Exercise | Once the data has been read, restate all of it exactly.

━━━

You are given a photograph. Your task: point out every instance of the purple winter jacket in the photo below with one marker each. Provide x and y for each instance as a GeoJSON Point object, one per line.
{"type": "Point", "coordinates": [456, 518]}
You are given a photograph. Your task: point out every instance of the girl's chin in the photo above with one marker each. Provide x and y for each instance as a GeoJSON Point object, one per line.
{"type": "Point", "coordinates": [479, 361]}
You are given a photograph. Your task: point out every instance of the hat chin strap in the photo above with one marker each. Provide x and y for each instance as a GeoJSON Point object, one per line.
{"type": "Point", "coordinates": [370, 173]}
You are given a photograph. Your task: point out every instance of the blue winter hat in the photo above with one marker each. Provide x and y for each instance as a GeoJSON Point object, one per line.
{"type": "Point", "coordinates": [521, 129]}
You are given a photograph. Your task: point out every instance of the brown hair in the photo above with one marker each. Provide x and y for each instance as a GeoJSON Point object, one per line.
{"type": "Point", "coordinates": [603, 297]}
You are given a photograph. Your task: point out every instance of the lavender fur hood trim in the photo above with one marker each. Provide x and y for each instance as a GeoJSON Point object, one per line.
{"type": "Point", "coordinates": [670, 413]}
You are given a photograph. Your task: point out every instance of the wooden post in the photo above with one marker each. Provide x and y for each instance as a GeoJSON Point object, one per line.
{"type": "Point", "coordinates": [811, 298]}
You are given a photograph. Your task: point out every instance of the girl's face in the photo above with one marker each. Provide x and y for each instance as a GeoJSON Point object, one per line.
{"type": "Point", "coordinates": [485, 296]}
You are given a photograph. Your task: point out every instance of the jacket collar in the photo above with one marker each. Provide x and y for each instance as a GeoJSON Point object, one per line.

━━━

Worked solution |
You are given a photograph. Your task: point out every instance of the purple winter jacket in the photo below with one marker each. Provide x and y for each instance as a GeoJSON Point object, one per line.
{"type": "Point", "coordinates": [456, 518]}
You are given a photograph. Your task: point out every instance of the girl's chin in the photo above with one marker each. Provide x and y for each instance as a GeoJSON Point object, one per line.
{"type": "Point", "coordinates": [479, 361]}
You are given a photograph. Your task: point out every instance of the hat chin strap in the photo above with one marker each. Provide x and y for each instance as a GeoJSON Point object, one per line.
{"type": "Point", "coordinates": [370, 173]}
You are given a photograph. Your task: point out every instance of the blue winter hat in the photo above with one marker each. Provide x and y for each instance as a GeoJSON Point object, one per line.
{"type": "Point", "coordinates": [521, 129]}
You are given a photograph. Your task: point out every instance of the brown hair in the photo above with one marker each. Provide x and y for each instance as a GeoJSON Point object, one per line.
{"type": "Point", "coordinates": [603, 297]}
You are given a photograph. Your task: point out every instance of the lavender fur hood trim in the photo above with one marker each. Provide x and y for each instance as a GeoJSON Point object, one per line.
{"type": "Point", "coordinates": [670, 413]}
You are given a photograph. Your task: point out every instance of the wooden post in the photo above with one marker each. Provide x and y for each instance as a GeoJSON Point object, one per line.
{"type": "Point", "coordinates": [811, 298]}
You are given a photograph. Your task: point out every instance of the girl's face in the photo above with one marker each. Provide x and y for each instance as a GeoJSON Point object, one per line.
{"type": "Point", "coordinates": [485, 296]}
You are given a photograph. Your task: point out every instance of the jacket collar in the photo above with one marker each. Provide x and y for each instance as a GeoJSON Point object, one per line.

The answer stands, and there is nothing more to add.